Short problem: Format the material below as a numbered list, one line per item, skipping blank lines. Leave out the picture.

Extracted information:

* Start *

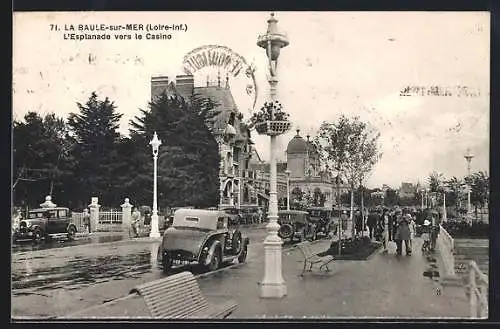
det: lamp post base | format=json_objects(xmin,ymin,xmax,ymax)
[
  {"xmin": 260, "ymin": 235, "xmax": 287, "ymax": 298},
  {"xmin": 149, "ymin": 212, "xmax": 161, "ymax": 238}
]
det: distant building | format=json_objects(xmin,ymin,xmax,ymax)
[
  {"xmin": 286, "ymin": 129, "xmax": 348, "ymax": 207},
  {"xmin": 398, "ymin": 183, "xmax": 417, "ymax": 198},
  {"xmin": 151, "ymin": 75, "xmax": 258, "ymax": 208}
]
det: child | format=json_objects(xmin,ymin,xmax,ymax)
[
  {"xmin": 422, "ymin": 219, "xmax": 431, "ymax": 251},
  {"xmin": 408, "ymin": 215, "xmax": 417, "ymax": 248}
]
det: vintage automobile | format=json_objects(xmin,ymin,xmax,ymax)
[
  {"xmin": 278, "ymin": 210, "xmax": 316, "ymax": 242},
  {"xmin": 13, "ymin": 207, "xmax": 77, "ymax": 242},
  {"xmin": 158, "ymin": 209, "xmax": 249, "ymax": 272},
  {"xmin": 307, "ymin": 207, "xmax": 334, "ymax": 237}
]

* End *

Written solution:
1. det: lamp post base | format=json_objects(xmin,ymin,xmax,ymax)
2. [
3.   {"xmin": 260, "ymin": 235, "xmax": 287, "ymax": 298},
4.   {"xmin": 149, "ymin": 212, "xmax": 161, "ymax": 238}
5. ]
6. det: distant building | format=json_objects(xmin,ymin,xmax,ymax)
7. [
8.   {"xmin": 286, "ymin": 129, "xmax": 348, "ymax": 207},
9.   {"xmin": 398, "ymin": 183, "xmax": 417, "ymax": 198},
10.   {"xmin": 151, "ymin": 75, "xmax": 258, "ymax": 208}
11. ]
12. det: child | format=json_objects(xmin,ymin,xmax,ymax)
13. [
14.   {"xmin": 422, "ymin": 219, "xmax": 431, "ymax": 251},
15.   {"xmin": 408, "ymin": 215, "xmax": 417, "ymax": 248}
16. ]
17. det: vintage automobile | format=json_objects(xmin,ymin,xmax,ymax)
18. [
19.   {"xmin": 278, "ymin": 210, "xmax": 316, "ymax": 242},
20.   {"xmin": 13, "ymin": 207, "xmax": 77, "ymax": 242},
21.   {"xmin": 158, "ymin": 209, "xmax": 249, "ymax": 272},
22.   {"xmin": 307, "ymin": 207, "xmax": 334, "ymax": 237}
23. ]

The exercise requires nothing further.